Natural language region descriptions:
Start of Block

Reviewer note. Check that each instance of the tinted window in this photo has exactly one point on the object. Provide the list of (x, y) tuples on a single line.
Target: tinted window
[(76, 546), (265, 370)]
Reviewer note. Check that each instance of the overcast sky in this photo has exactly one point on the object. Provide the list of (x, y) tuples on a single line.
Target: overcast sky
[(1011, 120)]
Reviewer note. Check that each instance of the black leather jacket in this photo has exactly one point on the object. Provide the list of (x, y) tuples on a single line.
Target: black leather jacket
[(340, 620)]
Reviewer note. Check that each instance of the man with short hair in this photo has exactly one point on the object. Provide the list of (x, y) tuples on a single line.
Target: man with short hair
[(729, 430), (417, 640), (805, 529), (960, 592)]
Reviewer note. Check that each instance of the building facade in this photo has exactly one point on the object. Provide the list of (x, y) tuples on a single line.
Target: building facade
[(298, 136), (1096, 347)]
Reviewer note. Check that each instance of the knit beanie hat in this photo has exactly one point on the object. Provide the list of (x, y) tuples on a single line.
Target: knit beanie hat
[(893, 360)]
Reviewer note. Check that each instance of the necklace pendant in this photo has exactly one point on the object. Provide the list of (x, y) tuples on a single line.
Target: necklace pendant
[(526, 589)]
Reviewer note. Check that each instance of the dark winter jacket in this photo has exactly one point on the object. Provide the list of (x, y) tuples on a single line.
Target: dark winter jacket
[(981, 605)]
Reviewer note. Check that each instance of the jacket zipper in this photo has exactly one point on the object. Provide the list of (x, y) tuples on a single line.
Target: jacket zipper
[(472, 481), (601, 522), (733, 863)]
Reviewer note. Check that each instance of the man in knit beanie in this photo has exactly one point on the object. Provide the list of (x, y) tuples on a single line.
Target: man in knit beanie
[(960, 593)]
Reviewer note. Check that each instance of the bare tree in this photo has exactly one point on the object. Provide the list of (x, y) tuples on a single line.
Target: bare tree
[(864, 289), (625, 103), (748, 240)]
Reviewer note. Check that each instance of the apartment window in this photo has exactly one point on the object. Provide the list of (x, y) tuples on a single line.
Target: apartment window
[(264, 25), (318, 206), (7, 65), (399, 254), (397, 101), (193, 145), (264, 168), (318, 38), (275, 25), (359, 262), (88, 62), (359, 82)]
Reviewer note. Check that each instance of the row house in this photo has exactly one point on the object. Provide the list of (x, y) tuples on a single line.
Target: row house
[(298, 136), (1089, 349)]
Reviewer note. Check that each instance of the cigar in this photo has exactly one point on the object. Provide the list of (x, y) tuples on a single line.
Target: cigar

End of Block

Whenever a line in the preceding entries includes the word "cigar", count it, and state the total alone.

2